◆ Exercise text:
Segment Open

The creators of the university project Gönguhermir (“Walk Simulator”) received the 2009 Innovation Award by President of Iceland Ólafur Ragnar Grímsson at a special ceremony at his residence Bessastadir on Tuesday.
The award is granted annually to university students for outstanding summer projects that are sponsored by the Student Innovation Fund, Fréttabladid reports.
The presidential residence Bessastadir. Photo by Páll Stefánsson.
“The idea came from Thjódbjörg Gudjónsdóttir, physical therapist for children and a lecturer at the [University of Iceland’s] physical therapist department, and she began cooperating with two engineering professors at the University of Iceland, Karl S. Gudmundsson and Fjóla Jónsdóttir,” said physical therapist Jóna Gudný Arthúrsdóttir.
Arthúrsdóttir worked on the project with Andri Yngvason, a University of Iceland (HÍ) student in electrical and computer engineering, and Bjarki Már Elíasson, a HÍ mechanical engineering student, who is now studying in Denmark.
“They requested that students work on a summer project that involved developing ideas and devising a design for the walk simulator,” Arthúrsdóttir explained. The purpose of the project was to create a device that could simulate the variable pressure of walking, which could increase the bone density of children suffering from severe immobility.
“The device works in such a way that children are placed into the equipment so that they stand upright with pressure on their legs. The device then moves their legs and simulates a natural walking movement,” Arthúrsdóttir described.
“The children, who the equipment is designed for, are all tied to a wheelchair and are more likely to suffer bone fractures that healthy children,” Arthúrsdóttir continued. “The new device should be able to provide them with increased and more natural movements, which could contribute to increased bone density.”
The group is planning to apply for a patent license on the walk simulator and further grants so that they can continue working on its development.
Because of a considerably higher contribution by Reykjavík City to the Student Innovation Fund this year compared to 2008, the fund has almost four times the amount it had to sponsor innovative projects last year.
Considering the current employment situation for university graduates, the fund’s representatives are delighted to be able to sponsor more projects next summer than in 2008. The application deadline is March 9.

Segment Closed

◆ Data shown:
Segment Open

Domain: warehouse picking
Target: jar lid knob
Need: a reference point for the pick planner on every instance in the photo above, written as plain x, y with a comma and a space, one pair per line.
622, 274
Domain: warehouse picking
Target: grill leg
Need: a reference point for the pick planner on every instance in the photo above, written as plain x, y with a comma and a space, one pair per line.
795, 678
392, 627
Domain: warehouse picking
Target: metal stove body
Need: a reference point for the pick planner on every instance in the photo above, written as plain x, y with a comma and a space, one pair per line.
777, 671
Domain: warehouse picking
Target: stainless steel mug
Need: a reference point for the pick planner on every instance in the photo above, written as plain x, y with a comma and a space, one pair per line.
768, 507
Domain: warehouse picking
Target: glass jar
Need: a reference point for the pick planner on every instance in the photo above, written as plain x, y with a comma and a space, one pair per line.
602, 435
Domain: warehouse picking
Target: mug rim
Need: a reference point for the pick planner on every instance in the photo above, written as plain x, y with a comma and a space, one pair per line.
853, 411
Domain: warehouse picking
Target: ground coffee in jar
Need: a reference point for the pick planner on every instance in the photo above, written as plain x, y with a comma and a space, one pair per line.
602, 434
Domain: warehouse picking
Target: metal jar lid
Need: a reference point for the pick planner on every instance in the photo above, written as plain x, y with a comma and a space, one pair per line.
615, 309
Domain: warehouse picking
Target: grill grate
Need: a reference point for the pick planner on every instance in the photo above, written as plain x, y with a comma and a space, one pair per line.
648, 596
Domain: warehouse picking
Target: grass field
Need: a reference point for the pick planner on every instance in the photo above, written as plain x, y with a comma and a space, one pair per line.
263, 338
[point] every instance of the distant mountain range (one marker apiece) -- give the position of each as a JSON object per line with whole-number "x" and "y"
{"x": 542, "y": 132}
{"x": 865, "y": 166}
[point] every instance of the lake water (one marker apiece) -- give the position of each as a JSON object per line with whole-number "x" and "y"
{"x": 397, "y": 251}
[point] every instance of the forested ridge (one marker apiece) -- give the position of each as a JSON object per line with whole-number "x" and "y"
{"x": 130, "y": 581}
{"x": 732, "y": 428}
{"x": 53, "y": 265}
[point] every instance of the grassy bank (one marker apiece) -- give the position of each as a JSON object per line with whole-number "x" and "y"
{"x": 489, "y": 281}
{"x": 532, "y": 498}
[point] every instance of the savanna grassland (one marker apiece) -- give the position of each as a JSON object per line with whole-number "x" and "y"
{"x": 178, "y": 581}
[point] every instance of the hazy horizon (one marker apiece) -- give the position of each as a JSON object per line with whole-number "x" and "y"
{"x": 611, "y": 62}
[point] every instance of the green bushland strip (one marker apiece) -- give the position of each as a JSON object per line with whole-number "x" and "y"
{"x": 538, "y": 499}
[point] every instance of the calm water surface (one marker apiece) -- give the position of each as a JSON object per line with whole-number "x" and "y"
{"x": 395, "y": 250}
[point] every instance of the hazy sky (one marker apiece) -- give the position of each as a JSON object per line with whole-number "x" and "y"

Segment Closed

◆ What to work on:
a. Summarize the Walk Simulator article in two sentences.
b. List every person named in the Walk Simulator article.
c. According to the Walk Simulator article, where was the award ceremony held?
Work only from the Walk Simulator article.

◆ Results:
a. The creators of the university project Gönguhermir ("Walk Simulator") received the 2009 Innovation Award from President of Iceland Ólafur Ragnar Grímsson for a device that simulates walking to help increase bone density in children with severe immobility. The group plans to apply for a patent and further grants, while the Student Innovation Fund, boosted by a larger contribution from Reykjavík City, will sponsor more projects next summer than in 2008.

b.
- Ólafur Ragnar Grímsson
- Páll Stefánsson
- Thjódbjörg Gudjónsdóttir
- Karl S. Gudmundsson
- Fjóla Jónsdóttir
- Jóna Gudný Arthúrsdóttir
- Andri Yngvason
- Bjarki Már Elíasson

c. At Bessastadir, the residence of the President of Iceland.